Tarea pendiente: Reproduce sin ningún cambio el trozo del documento que va desde "Queda también la" hasta "idénticos a la mía).".

++++ Documento

Queda también la idea de una sociedad profundamente escindida. Un paseo por los barrios populares bastaba para ver la degradación, la pobreza en la que se vivía, en una sucesión de fachadas apuntaladas y portales vetustos y deteriorados, mientras que sólo unos pasos te llevaban hacia los barrios donde los jerarcas del partido único habían construido elegantes mansiones con grandes jardines en los que corrían preciosos perros de raza (echaba de menos a la buena de Lola, así que estuve un rato jugando con dos cachorrones de setter irlandés casi idénticos a la mía).
Quedaban también las huellas del pasado. Del pasado glorioso que nos enseñaban o que nosotros buscábamos en las excursiones de los fines de semana: Annaberg, donde aún se alza la primera iglesia que en Alemania se adaptó a las convenciones reformadas, y donde se visita una mina del XIX en pleno corazón de las Erzgebirge (lado norte de los Sudetes), bajo un bosque de abetos devastados por la lluvia ácida. Leipzig, donde Santo Tomás guarda los restos de Johann Sebastian bajo una lápida negra y severa sobre la que cada día colocan una rosa roja. Allí entré mientras ensayaban la cantata Wachet Auf, caminando bajo el cartel que proclamaba contra los ataques a inmigrantes "Todos somos extrajeros alguna vez en alguna parte". Dresde, la joya monumental de Sajonia, reconstruida casi ya al completo tras ser arrasada con bombas incendiarias para que un generalote de la RAF pudiera vengar a su esposa cuando ya la guerra estaba casi acabada. La magnífica ciudad de Weimar, ejemplo de la Ilustración a la manera alemana y eco de las páginas de Schiller o de Goethe. También del pasado oscuro, la visita al campo de concentración de Buchenwald, la Frauenkirche de Dresde aún sepultada bajo sus propios escombros, tal como quedó tras el bombardeo aliado, las miradas torvas de un par de fanáticos que contrastaron con la amabilidad de los sajones.

++++++++
++++ Filas de datos

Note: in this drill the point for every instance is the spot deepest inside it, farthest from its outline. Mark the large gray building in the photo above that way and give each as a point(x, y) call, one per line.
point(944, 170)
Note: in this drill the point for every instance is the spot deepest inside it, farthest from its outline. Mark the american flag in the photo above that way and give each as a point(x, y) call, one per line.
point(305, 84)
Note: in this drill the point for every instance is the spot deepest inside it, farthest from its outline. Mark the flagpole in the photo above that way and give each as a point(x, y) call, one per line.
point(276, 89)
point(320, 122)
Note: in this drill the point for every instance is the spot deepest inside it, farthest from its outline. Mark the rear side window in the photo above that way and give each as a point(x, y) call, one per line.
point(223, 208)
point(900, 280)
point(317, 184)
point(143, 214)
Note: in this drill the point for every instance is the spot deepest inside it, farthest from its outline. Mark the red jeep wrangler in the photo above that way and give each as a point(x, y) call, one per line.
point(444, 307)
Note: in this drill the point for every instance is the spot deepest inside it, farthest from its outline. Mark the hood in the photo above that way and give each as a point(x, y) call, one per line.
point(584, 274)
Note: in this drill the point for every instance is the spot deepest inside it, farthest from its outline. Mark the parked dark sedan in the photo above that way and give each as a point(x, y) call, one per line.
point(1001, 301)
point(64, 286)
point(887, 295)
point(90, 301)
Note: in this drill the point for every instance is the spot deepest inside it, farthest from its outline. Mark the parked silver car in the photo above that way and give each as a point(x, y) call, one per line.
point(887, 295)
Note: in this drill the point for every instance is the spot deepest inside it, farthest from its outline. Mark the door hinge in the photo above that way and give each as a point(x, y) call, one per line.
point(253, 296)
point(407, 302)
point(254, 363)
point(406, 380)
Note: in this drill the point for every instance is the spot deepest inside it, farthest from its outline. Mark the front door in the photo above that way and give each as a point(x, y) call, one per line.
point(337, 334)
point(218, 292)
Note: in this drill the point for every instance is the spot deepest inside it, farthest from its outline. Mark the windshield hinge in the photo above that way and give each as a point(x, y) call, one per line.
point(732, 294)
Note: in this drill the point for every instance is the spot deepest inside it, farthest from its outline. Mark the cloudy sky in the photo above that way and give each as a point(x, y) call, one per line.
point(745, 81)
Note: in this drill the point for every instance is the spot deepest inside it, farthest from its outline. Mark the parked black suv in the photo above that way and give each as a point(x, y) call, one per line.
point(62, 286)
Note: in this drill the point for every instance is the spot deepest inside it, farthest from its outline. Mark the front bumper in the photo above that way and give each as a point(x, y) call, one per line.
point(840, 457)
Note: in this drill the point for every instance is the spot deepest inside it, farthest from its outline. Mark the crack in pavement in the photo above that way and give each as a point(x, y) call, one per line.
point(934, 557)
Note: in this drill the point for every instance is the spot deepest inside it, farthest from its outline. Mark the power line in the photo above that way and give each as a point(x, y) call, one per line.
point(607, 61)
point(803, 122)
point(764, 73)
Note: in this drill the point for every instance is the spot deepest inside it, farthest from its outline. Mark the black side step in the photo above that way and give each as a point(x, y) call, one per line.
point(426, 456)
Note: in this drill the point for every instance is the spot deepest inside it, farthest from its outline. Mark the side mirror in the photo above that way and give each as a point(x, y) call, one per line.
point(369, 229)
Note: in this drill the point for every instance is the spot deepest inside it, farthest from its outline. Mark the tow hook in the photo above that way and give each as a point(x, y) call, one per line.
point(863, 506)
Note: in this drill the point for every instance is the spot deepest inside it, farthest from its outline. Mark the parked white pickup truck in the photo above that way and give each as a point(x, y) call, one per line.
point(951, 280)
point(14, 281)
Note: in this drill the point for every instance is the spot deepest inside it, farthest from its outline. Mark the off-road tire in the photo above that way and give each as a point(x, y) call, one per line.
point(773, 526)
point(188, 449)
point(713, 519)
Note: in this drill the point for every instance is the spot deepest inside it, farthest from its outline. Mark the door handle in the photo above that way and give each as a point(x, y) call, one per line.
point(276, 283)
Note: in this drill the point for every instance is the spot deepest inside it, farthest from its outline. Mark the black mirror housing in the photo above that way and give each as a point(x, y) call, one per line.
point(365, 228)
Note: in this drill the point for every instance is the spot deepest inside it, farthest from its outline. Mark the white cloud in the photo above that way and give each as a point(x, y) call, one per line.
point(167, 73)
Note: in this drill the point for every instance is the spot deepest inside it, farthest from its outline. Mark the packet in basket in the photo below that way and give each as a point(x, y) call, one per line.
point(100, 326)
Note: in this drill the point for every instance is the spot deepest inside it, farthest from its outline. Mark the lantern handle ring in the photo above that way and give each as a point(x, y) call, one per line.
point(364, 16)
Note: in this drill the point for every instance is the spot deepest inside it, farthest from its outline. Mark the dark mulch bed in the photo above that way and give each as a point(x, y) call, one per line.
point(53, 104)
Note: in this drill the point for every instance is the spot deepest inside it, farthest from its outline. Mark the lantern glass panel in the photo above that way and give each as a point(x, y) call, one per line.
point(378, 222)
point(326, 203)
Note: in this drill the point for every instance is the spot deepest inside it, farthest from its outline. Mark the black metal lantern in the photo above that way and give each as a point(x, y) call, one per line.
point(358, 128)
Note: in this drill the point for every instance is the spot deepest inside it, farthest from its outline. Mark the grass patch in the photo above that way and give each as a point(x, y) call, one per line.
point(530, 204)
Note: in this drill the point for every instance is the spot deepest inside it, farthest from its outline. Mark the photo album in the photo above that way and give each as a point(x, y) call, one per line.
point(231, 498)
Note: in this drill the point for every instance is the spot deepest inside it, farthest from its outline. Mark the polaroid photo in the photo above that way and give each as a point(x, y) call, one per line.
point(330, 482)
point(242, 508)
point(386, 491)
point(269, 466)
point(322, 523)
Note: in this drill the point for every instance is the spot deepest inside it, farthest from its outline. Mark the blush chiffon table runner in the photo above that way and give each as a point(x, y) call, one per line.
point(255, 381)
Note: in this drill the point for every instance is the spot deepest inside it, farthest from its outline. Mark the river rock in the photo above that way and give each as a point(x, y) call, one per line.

++++++++

Resultado del ejercicio:
Queda también la idea de una sociedad profundamente escindida. Un paseo por los barrios populares bastaba para ver la degradación, la pobreza en la que se vivía, en una sucesión de fachadas apuntaladas y portales vetustos y deteriorados, mientras que sólo unos pasos te llevaban hacia los barrios donde los jerarcas del partido único habían construido elegantes mansiones con grandes jardines en los que corrían preciosos perros de raza (echaba de menos a la buena de Lola, así que estuve un rato jugando con dos cachorrones de setter irlandés casi idénticos a la mía).